RAIDT therefore requires a run-level evidence pack. Star S4 specifies the architecture of that pack. The run identifier and timestamp establish the event. User role, task label, and domain label establish organisational context and help distinguish authorised from unauthorised usage. Prompt registry, prompt ID, prompt version, and prompt hash establish which instruction was actually used, which is essential for prompt engineering governance. Model, provider, version, and decoding parameters establish which generative configuration produced the output. Retrieval query, index ID, and retrieved document identifiers with hashes show whether a retrieval-augmented generation workflow shaped the response and whether the supporting documents can later be inspected. Tool-chain trace records downstream actions and therefore becomes crucial when a model does more than generate text, for example by calling a database, workflow engine, or external API. Adapter lineage and alignment policy ID matter because fine-tuning, PEFT, LoRA, and alignment controls can alter behaviour materially even when the headline model name remains constant. Output hash, review decision, reviewer notes, and retention or access controls close the loop by supporting inspection, contestability, and secure stewardship of evidence.
This architecture matters because it provides the bridge between data capture and governance judgement. RAIDT does not merely collect evidence for archival purposes. It uses that evidence to support scoring across five pillars. Responsibility is supported by fields that identify roles, decisions, approval points, and policy ownership. Auditability depends on whether an independent reviewer can inspect the sequence of artefacts and determine what happened. Interpretability is supported indirectly through evidence about prompts, retrieved context, model selection, and reviewer rationale, even when the internal model remains technically opaque. Dependability depends on whether repeated or similar runs can be compared and whether failure points can be diagnosed. Traceability is the most obvious beneficiary because the architecture is explicitly designed to connect an output back to its generating conditions.

A practical example makes the logic clearer. Suppose a university uses a GenAI assistant to draft student support communications. A problematic email is later challenged because it gave misleading advice. Without Star S4 evidence, the institution might only see the final text. With Star S4 evidence, it can inspect the user role, task label, prompt version, model version, retrieved policy documents, reviewer notes, and retention settings. It may discover that the operator used an outdated prompt, the retrieval index did not include the latest student welfare policy, and the reviewer approved the response without escalating uncertainty. The value of the evidence pack here is not only retrospective explanation. It supports governance intervention: update the prompt registry, rebuild the index, revise the review rule, and adjust the RAIDT score profile.

A second example concerns sector sensitivity. In healthcare triage support, retrieved document hashes and tool traces may be especially important because clinical pathways, document provenance, and decision escalation are safety-relevant. In legal drafting support, prompt versioning and alignment-policy identifiers may matter more because acceptable refusal behaviour, jurisdictional constraints, and source boundaries must be documented carefully. The same S4 architecture can therefore support sector playbooks without assuming that all fields carry equal importance in every setting.

**Goal of the exercise**
In the text about the RAIDT evidence pack, which fields establish which generative configuration produced the output?

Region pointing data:
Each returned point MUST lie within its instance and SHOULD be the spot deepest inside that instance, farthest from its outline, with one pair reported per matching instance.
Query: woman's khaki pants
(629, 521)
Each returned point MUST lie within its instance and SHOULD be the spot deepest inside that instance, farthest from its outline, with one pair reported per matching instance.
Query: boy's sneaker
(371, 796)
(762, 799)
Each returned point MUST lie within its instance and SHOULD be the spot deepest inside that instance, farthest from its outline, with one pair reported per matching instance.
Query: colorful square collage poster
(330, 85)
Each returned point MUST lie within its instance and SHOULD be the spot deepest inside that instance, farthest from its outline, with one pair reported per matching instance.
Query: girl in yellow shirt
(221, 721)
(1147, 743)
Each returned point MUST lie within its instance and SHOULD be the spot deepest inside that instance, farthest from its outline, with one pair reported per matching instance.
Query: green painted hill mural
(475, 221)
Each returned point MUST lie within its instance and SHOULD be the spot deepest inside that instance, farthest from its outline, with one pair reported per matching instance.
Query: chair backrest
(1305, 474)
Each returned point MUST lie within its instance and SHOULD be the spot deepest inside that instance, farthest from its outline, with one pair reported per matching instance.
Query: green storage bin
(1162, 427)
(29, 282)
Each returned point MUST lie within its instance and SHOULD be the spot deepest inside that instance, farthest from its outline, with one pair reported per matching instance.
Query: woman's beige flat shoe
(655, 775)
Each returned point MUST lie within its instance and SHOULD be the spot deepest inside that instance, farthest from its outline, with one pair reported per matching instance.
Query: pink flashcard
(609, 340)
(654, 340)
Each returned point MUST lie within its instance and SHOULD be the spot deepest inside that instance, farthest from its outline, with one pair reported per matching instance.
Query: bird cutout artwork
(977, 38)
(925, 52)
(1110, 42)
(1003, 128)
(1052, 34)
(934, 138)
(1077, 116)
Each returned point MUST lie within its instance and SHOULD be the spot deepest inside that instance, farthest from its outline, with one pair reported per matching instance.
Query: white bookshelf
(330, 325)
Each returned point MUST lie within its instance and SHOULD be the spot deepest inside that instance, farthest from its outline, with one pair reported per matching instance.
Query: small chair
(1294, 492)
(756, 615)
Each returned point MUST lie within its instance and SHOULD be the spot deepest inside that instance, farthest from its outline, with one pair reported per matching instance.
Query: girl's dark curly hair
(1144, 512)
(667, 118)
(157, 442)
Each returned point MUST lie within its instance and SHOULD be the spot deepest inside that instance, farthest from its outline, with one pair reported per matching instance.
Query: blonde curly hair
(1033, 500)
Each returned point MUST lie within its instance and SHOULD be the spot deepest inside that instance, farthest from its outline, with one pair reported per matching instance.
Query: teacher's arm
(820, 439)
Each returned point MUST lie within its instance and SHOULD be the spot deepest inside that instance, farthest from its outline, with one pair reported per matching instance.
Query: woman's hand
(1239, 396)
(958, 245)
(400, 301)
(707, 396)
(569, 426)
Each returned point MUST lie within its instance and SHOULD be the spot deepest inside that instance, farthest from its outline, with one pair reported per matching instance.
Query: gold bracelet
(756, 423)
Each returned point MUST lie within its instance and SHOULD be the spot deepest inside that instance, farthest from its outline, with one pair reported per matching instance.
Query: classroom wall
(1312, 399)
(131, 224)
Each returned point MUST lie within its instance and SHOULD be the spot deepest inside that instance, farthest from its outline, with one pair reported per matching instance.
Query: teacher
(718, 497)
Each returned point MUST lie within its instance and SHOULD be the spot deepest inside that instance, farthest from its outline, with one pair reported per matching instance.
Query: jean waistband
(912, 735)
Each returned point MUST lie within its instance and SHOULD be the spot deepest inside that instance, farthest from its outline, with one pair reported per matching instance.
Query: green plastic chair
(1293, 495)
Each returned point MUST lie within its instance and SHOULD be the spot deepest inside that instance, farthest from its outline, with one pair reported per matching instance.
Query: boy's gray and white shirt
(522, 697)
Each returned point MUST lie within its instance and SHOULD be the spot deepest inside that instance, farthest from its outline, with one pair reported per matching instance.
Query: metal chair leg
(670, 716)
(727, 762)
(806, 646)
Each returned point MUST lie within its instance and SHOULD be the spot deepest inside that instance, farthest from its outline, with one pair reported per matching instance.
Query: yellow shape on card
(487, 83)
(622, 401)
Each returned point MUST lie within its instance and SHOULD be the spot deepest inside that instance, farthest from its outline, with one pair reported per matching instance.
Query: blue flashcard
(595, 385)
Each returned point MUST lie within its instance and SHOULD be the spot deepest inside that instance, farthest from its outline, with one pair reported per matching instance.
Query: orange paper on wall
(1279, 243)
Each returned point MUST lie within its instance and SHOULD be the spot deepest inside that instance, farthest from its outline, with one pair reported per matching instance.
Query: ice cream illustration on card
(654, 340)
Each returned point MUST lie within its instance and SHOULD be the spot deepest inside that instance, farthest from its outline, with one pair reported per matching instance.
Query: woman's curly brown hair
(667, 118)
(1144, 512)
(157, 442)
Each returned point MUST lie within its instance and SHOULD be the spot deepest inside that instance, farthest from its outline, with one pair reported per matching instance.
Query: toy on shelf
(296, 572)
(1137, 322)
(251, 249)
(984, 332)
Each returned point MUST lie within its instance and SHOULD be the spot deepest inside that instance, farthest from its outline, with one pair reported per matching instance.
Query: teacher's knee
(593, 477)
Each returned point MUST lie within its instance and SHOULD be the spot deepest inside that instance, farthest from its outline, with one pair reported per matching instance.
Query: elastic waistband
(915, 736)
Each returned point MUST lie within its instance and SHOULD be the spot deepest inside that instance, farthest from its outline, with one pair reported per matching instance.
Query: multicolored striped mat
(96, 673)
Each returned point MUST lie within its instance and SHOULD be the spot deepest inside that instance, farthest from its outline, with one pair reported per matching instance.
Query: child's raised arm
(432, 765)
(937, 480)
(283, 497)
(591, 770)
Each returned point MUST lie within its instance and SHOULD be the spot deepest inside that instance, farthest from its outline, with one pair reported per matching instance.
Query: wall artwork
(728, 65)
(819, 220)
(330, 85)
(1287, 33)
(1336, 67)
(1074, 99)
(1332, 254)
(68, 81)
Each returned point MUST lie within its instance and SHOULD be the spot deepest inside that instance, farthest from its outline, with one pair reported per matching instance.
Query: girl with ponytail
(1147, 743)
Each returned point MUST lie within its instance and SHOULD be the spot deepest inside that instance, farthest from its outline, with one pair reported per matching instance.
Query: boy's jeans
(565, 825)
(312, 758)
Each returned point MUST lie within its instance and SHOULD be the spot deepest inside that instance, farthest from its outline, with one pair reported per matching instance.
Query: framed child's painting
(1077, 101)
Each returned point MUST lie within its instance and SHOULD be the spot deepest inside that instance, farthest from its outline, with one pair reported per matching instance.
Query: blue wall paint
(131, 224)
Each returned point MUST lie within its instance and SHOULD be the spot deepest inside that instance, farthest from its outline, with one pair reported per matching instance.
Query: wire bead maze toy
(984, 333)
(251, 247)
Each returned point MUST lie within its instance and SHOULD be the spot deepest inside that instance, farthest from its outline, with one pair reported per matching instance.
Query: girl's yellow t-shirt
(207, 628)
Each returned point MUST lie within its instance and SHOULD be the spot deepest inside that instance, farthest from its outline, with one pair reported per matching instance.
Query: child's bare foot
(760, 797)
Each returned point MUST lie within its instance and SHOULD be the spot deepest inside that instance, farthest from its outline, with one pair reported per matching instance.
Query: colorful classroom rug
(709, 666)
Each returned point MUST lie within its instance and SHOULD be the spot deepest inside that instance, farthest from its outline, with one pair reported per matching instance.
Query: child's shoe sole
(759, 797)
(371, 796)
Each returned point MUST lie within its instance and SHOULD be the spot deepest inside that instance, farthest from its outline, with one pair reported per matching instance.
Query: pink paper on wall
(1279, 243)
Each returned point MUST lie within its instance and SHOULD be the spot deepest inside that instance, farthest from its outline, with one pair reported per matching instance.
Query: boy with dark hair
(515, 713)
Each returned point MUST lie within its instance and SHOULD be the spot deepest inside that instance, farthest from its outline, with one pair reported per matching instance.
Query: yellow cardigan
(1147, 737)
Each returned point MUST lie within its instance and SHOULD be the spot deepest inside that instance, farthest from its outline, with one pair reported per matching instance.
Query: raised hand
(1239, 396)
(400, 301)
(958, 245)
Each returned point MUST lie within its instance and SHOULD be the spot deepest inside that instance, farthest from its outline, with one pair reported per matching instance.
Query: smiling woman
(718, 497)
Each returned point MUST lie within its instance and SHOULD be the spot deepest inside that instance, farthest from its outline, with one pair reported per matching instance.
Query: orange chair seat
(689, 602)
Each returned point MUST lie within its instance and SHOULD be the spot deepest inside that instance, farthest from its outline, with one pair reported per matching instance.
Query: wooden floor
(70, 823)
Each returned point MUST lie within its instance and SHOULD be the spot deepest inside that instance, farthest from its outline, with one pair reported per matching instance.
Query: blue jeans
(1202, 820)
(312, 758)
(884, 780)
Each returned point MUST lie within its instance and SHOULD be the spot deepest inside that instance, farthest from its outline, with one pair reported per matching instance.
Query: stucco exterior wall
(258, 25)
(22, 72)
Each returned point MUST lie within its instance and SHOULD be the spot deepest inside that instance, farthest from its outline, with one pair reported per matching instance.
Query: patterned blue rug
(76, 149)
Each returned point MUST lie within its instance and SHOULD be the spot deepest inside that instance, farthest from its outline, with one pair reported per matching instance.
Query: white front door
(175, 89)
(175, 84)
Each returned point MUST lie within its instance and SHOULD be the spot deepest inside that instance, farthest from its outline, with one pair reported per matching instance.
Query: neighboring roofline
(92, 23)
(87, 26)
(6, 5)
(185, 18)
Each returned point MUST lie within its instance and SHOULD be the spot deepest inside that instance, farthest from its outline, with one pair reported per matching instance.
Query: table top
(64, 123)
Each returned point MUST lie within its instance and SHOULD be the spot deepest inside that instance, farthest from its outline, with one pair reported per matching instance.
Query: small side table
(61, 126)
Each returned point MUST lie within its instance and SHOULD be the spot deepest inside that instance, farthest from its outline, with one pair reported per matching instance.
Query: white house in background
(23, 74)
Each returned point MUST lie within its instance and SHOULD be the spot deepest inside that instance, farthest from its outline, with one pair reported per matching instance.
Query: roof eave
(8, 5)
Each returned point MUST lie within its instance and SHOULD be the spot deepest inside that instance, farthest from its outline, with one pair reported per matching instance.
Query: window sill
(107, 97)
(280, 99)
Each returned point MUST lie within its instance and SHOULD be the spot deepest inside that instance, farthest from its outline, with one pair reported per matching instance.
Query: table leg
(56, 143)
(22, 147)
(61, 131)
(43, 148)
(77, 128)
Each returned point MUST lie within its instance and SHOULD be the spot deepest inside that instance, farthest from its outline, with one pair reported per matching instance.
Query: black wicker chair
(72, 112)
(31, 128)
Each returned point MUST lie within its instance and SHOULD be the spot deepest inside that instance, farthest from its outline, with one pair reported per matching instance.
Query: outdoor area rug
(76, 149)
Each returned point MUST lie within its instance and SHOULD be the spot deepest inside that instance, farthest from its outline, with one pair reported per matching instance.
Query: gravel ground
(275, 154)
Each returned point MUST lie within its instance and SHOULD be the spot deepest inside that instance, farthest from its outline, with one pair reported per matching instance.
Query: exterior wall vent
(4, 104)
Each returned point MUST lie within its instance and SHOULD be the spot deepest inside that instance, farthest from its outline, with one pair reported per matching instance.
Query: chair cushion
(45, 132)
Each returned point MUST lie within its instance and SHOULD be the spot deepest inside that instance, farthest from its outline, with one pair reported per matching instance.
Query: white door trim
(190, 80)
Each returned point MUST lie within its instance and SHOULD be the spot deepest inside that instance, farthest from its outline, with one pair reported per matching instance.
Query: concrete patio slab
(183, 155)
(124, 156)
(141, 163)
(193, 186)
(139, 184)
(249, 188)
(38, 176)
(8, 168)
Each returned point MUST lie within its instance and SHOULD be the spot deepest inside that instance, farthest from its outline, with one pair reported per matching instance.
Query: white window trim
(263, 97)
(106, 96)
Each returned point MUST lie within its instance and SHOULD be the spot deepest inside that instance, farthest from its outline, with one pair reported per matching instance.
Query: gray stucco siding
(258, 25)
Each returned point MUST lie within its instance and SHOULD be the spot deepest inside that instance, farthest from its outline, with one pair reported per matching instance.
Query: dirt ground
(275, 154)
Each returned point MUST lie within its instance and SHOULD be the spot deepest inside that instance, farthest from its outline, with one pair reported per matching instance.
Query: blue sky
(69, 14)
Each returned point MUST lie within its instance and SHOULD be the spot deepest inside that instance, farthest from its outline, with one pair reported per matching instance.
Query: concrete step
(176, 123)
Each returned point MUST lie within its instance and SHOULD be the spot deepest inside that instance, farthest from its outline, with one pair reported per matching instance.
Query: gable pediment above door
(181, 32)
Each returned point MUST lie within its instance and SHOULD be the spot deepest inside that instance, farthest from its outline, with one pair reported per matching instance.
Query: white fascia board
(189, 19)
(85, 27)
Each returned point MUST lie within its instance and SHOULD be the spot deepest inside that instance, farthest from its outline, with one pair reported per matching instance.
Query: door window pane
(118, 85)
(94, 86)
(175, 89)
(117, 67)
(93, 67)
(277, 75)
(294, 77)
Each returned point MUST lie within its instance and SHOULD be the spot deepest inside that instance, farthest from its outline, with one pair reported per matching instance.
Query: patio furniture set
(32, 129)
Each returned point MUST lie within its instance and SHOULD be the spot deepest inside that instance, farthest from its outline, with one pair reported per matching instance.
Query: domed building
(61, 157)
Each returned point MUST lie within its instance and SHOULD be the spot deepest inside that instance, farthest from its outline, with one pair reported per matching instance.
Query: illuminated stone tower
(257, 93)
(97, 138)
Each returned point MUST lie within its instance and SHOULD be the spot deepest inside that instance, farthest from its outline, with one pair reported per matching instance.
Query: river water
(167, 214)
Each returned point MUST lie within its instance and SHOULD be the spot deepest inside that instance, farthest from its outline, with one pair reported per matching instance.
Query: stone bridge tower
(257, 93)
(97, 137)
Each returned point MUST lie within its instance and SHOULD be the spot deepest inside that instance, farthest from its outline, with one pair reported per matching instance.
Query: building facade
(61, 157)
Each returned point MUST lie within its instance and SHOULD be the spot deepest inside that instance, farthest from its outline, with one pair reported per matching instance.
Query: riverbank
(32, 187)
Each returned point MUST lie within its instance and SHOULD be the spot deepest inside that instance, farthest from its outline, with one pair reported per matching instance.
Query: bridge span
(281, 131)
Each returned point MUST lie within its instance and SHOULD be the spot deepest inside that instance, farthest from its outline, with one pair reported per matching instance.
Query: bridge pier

**Task result**
Model, provider, version, and decoding parameters.